### Entries provided
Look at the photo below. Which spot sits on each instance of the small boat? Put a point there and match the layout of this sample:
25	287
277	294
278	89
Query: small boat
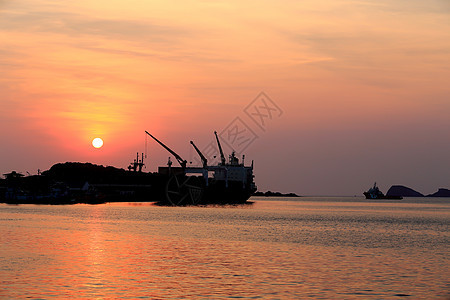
375	193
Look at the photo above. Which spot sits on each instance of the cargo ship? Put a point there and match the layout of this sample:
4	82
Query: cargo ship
375	193
228	182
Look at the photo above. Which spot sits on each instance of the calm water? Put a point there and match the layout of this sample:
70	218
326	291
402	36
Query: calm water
322	248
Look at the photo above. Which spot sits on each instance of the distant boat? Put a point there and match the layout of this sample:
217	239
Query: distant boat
375	193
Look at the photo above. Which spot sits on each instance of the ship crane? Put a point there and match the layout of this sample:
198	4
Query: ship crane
181	161
204	160
222	157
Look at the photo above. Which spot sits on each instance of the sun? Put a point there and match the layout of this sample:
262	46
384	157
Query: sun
97	143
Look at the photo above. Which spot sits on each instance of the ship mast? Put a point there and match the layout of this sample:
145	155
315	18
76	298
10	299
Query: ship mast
204	160
181	161
222	157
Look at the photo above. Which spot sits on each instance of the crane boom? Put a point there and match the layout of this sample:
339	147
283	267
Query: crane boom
181	161
204	160
222	157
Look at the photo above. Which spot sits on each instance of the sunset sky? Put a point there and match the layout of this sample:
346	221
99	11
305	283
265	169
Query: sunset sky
359	91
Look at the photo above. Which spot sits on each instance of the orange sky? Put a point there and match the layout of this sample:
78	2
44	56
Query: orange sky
363	86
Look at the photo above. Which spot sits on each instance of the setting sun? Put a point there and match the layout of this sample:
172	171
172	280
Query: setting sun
97	143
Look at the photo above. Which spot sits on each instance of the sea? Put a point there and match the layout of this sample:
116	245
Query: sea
271	248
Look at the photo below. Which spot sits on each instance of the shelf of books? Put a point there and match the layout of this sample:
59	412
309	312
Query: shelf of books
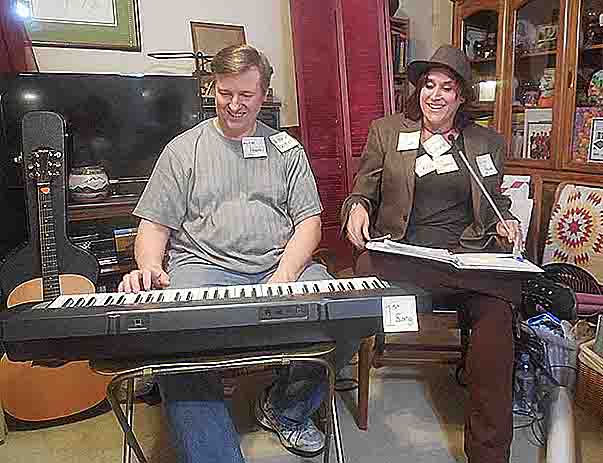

### Goal
Write out again the rows from the line that contains "of the orange" through the end of the rows, requests included. Add 67 to every coordinate in the answer points, leave the numbers in the requests and their format samples as they are, and leave out the pictures.

### In response
Look at the photo above. Which spot sits on each instance of the orange sky? Put a point there and match the layout of this sample:
78	2
44	56
Query: orange sky
430	153
Look at the photo above. Which spot sits on each instance of the setting sun? Put a point there and match the layout of this sample:
172	171
172	280
Query: setting sun
164	210
Look at the photo above. Which spot sits on each instance of the sea? Put a point there and match the layout of this sample:
116	245
Query: sea
338	315
Look at the photo below. Which spot sits on each instance of the shelf of books? Put a point there and match the layout of this sample:
59	412
309	312
Query: shelf of books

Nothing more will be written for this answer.